**Compito a**
Stabilisci se ciascuna affermazione concorda con il brano sulla legge estone, rispondendo sì o no e citando alla lettera le parole decisive: (i) la legge è passata in prima lettura con 41 voti a favore e 11 contrari; (ii) il metropolita Eugenio risiede tuttora in Estonia; (iii) la Chiesa filo-russa interessa il 25% degli abitanti.

**Selezione**
########################################

Il 19 febbraio il parlamento estone ha approvato in prima lettura una legge che mira a impedire l’utilizzo della Chiesa filo-russa in funzione anti-statale. Stabilisce l’illegalità di una presenza religiosa con legami di sudditanza con il patriarcato di Mosca, già condannato come parte sistemica della scelta bellica russa. Alla prima lettura seguiranno altre due votazioni e, successivamente, la promulgazione della presidenza della Repubblica.
La votazione del progetto di legge, voluto dal ministro degli interni (Lauri Låånemets) e dal governo, ha visto 41 voti a favore e 11 contrari. Il dispositivo prevede la continuità della Chiesa ortodossa legata al patriarcato russo a condizione della totale autonomia rispetto a Mosca, tagliando ogni legame canonico (cf. SettimanaNews, qui).
Liberarsi da Mosca
La Chiesa filo-russa interessa il 16% dei 1.300.000 abitanti ed è sotto pressione dal momento dell’aggressione russa all’Ucraina e della copertura ideologica ad essa fornita dal patriarca di Mosca, Cirillo. Il ceppo etnico russo raggiunge però il 25% della popolazione.
L’Estonia, come la Lituania e la Lettonia, vive nella paura dell’aggressione militare di Putin, esplicitamente interessato a rifare l’impero sovietico per garantire la Russia da interventi militari esterni (anzitutto la Nato).
Le preoccupazioni governative sono ulteriormente salite dopo le affermazioni del presidente USA, Trump, a favore di Putin e contro l’Ucraina di Zelenski.
La Chiesa filo-russa è guidata dal metropolita Eugenio che è stato allontanato dal paese per il sostegno da lui offerto all’intervento militare di Putin. Ora risiede a Mosca, ma è ancora presidente del sinodo e del consiglio di amministrazione. Per questo, il governo ha sollevato dubbi sulla legalità dell’assemblea ecclesiale svoltasi nell’agosto del 2024 e di quella successiva (10 gennaio 2025).

########################################

**I dati**
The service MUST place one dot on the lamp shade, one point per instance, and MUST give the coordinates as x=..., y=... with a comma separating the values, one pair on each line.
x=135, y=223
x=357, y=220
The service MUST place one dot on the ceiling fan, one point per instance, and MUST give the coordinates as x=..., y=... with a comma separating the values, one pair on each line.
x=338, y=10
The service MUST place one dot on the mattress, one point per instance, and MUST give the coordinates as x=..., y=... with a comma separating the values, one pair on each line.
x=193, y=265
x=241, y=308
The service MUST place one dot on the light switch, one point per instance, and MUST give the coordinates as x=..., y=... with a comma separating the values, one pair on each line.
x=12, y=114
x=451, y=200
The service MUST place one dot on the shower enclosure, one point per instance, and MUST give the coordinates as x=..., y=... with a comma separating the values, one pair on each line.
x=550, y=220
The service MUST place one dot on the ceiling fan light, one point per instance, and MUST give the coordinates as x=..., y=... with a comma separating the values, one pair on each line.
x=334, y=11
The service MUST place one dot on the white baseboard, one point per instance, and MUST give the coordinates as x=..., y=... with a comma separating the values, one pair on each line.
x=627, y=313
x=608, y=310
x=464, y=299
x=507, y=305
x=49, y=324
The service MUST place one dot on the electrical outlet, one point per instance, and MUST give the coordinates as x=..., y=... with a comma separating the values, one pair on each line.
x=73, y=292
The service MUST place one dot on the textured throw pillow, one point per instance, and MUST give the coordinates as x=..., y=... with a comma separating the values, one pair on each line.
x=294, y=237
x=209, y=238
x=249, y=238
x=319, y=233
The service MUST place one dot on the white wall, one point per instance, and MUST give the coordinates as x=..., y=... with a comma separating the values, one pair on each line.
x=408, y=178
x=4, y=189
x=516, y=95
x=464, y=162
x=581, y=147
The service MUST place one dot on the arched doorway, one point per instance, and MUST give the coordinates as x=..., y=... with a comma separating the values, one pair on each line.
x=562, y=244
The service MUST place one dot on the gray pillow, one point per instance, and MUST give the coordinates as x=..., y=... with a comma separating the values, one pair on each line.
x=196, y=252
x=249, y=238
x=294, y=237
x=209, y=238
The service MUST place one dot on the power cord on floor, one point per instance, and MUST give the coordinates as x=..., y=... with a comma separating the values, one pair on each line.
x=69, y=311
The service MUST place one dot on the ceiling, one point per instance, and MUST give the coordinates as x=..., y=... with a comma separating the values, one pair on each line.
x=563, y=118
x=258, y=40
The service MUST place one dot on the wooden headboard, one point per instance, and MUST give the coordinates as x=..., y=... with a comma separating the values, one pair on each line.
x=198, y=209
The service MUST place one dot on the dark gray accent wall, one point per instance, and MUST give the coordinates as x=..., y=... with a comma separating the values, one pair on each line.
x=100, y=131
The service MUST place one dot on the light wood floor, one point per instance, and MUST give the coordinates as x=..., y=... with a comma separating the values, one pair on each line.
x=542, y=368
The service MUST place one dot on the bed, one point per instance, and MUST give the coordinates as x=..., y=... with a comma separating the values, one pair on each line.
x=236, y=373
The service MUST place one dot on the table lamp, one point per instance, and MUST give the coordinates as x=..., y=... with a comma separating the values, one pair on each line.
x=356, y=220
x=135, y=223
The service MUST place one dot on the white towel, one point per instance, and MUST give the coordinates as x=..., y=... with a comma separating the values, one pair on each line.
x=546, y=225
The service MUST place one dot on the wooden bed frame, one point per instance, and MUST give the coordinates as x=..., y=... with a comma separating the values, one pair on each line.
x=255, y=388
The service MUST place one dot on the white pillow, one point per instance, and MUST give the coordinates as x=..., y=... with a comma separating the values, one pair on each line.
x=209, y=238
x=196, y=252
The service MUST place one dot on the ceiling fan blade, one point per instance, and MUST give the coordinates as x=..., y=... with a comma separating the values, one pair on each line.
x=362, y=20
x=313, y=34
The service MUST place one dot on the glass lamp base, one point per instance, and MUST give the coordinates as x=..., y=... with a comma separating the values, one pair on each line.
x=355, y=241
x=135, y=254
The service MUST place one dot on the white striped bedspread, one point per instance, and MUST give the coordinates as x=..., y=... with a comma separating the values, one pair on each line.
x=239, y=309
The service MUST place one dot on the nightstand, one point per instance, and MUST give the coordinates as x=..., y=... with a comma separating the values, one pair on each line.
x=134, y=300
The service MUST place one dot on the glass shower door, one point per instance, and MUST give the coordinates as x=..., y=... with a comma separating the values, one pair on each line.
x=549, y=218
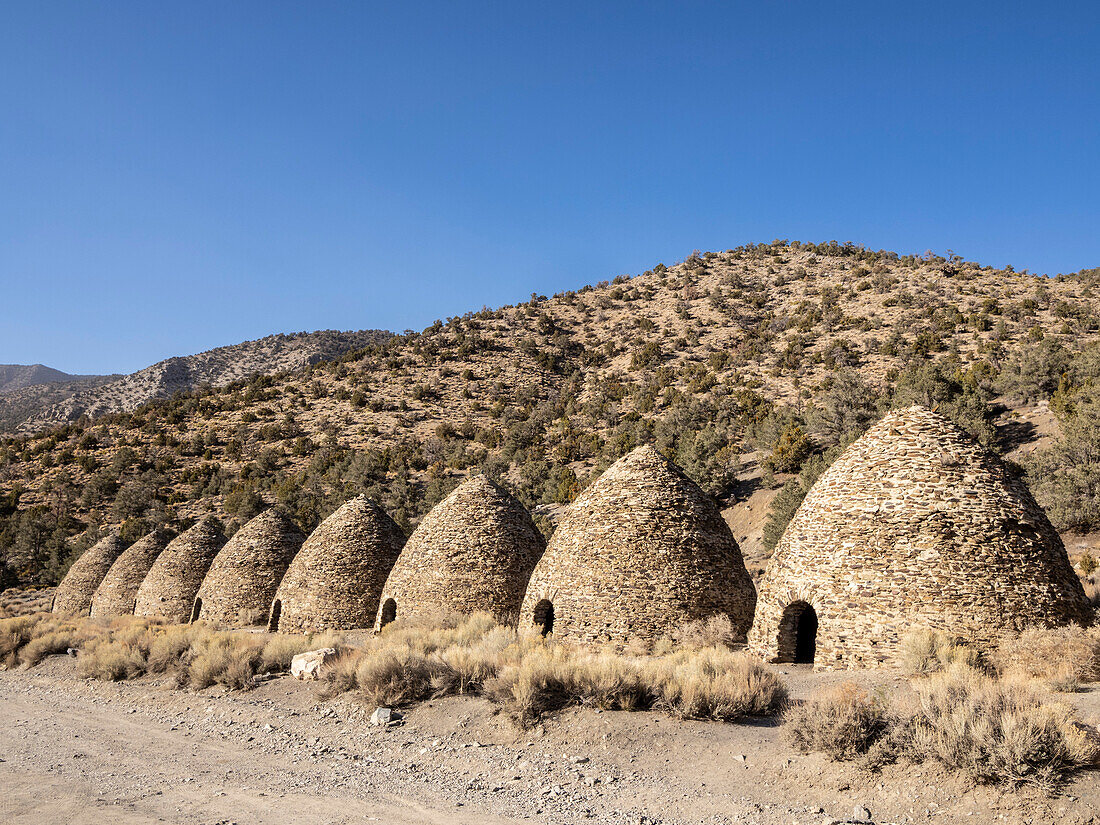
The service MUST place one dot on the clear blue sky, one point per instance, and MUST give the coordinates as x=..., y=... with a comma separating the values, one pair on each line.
x=178, y=176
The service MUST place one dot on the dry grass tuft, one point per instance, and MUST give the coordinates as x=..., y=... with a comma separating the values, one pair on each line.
x=718, y=684
x=844, y=724
x=998, y=730
x=990, y=730
x=1063, y=657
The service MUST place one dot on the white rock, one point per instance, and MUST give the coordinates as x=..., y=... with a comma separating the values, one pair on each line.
x=308, y=666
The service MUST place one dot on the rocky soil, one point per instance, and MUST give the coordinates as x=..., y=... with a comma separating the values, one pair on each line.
x=78, y=751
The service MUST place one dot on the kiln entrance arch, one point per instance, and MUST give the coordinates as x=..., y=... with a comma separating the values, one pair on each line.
x=543, y=616
x=798, y=634
x=388, y=613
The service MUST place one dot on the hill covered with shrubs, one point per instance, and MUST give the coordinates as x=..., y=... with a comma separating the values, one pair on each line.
x=751, y=369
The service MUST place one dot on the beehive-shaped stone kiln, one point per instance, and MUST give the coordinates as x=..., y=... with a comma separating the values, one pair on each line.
x=915, y=525
x=639, y=553
x=77, y=589
x=244, y=575
x=473, y=551
x=173, y=581
x=336, y=580
x=118, y=593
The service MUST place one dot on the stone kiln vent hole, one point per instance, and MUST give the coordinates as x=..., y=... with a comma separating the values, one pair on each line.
x=388, y=612
x=543, y=616
x=798, y=634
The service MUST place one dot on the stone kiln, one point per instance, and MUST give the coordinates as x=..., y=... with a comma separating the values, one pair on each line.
x=639, y=553
x=77, y=589
x=915, y=525
x=336, y=580
x=173, y=581
x=473, y=551
x=118, y=593
x=246, y=572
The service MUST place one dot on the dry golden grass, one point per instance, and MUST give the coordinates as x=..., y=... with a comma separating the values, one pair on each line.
x=408, y=662
x=1062, y=657
x=991, y=730
x=845, y=723
x=998, y=730
x=197, y=655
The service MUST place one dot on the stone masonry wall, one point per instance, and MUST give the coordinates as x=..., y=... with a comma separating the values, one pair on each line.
x=118, y=593
x=174, y=580
x=915, y=525
x=640, y=552
x=336, y=580
x=77, y=589
x=244, y=575
x=473, y=551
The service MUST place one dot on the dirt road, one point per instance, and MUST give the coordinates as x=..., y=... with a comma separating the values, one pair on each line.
x=78, y=752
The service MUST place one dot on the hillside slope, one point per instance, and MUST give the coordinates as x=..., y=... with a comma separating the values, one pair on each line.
x=745, y=366
x=18, y=376
x=215, y=367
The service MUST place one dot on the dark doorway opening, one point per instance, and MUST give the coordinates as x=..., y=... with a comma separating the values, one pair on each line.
x=805, y=639
x=798, y=634
x=543, y=616
x=388, y=613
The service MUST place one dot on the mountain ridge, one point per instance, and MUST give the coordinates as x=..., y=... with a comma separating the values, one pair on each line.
x=48, y=404
x=746, y=367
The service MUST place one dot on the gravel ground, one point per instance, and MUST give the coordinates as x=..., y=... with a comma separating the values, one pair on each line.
x=81, y=751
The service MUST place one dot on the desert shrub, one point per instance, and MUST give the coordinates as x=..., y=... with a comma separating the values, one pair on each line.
x=54, y=638
x=844, y=724
x=998, y=732
x=398, y=677
x=711, y=684
x=279, y=650
x=537, y=684
x=925, y=651
x=1063, y=657
x=111, y=660
x=228, y=659
x=14, y=633
x=169, y=646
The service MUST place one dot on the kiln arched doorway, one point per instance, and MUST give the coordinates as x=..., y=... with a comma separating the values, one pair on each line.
x=543, y=616
x=798, y=634
x=388, y=613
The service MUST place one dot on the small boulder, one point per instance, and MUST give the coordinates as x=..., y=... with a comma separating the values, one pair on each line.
x=385, y=716
x=308, y=666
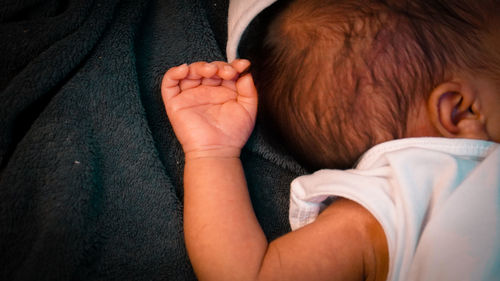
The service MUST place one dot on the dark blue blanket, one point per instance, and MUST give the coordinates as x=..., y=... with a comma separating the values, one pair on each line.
x=90, y=171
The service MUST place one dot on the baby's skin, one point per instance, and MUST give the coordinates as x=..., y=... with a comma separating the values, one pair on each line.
x=212, y=108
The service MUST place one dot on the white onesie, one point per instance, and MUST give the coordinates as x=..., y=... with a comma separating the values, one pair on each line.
x=437, y=199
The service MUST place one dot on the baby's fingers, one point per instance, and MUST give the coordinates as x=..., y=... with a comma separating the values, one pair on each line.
x=241, y=65
x=247, y=94
x=200, y=73
x=170, y=81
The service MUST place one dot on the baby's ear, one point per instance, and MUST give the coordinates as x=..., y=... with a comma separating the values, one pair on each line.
x=455, y=112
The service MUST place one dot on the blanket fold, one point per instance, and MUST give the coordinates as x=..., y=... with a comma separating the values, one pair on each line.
x=91, y=172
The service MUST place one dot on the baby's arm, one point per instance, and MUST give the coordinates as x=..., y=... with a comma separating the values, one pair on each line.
x=213, y=112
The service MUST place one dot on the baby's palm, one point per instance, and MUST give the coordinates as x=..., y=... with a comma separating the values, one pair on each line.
x=209, y=118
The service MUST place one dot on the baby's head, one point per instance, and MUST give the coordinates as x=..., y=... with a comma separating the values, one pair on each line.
x=337, y=77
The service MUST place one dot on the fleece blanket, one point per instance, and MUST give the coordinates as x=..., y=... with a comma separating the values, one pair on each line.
x=90, y=170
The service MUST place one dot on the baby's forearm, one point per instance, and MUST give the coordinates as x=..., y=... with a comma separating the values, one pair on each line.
x=223, y=237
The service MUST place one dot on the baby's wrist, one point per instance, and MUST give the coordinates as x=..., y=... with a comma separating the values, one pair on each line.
x=225, y=152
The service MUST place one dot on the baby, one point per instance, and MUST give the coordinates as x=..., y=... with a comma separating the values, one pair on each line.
x=410, y=90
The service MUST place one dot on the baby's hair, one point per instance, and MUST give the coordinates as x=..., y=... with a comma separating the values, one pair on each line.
x=337, y=77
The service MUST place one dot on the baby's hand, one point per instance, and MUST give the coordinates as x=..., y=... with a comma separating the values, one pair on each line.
x=211, y=108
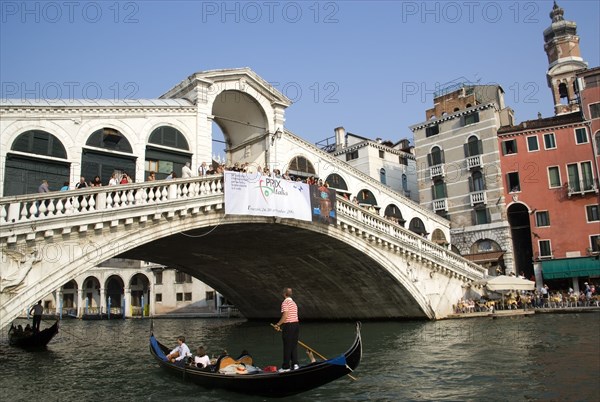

########################################

**Compito b**
Riproduci fedelmente le righe dell'elenco, dalla riga che contiene "The service MUST place one dot on the light switch, one" giù fino a quella che contiene "x=581, y=147", entrambe comprese.

**Risultato dell'esercizio a**
(i) Sì: "ha visto 41 voti a favore e 11 contrari".
(ii) No: "Ora risiede a Mosca".
(iii) No: "La Chiesa filo-russa interessa il 16% dei 1.300.000 abitanti".

**Risultato dell'esercizio b**
The service MUST place one dot on the light switch, one point per instance, and MUST give the coordinates as x=..., y=... with a comma separating the values, one pair on each line.
x=12, y=114
x=451, y=200
The service MUST place one dot on the shower enclosure, one point per instance, and MUST give the coordinates as x=..., y=... with a comma separating the values, one pair on each line.
x=550, y=220
The service MUST place one dot on the ceiling fan light, one point per instance, and MUST give the coordinates as x=..., y=... with a comma separating the values, one pair on each line.
x=334, y=11
The service MUST place one dot on the white baseboard, one point per instance, and MUST give the coordinates as x=..., y=... with a comma separating the values, one pair on each line.
x=627, y=313
x=608, y=310
x=464, y=299
x=507, y=305
x=49, y=324
The service MUST place one dot on the electrical outlet, one point per instance, and MUST give the coordinates as x=..., y=... with a comma separating the values, one pair on each line.
x=73, y=292
The service MUST place one dot on the textured throw pillow, one point per instance, and MUST give the coordinates as x=..., y=... with a comma separating the values, one pair on each line.
x=294, y=237
x=209, y=238
x=249, y=238
x=319, y=233
The service MUST place one dot on the white wall, one point per instance, and MUST give the coordinates as x=..., y=... with a comma separating the values, one pair on each line.
x=408, y=178
x=4, y=189
x=516, y=95
x=464, y=162
x=581, y=147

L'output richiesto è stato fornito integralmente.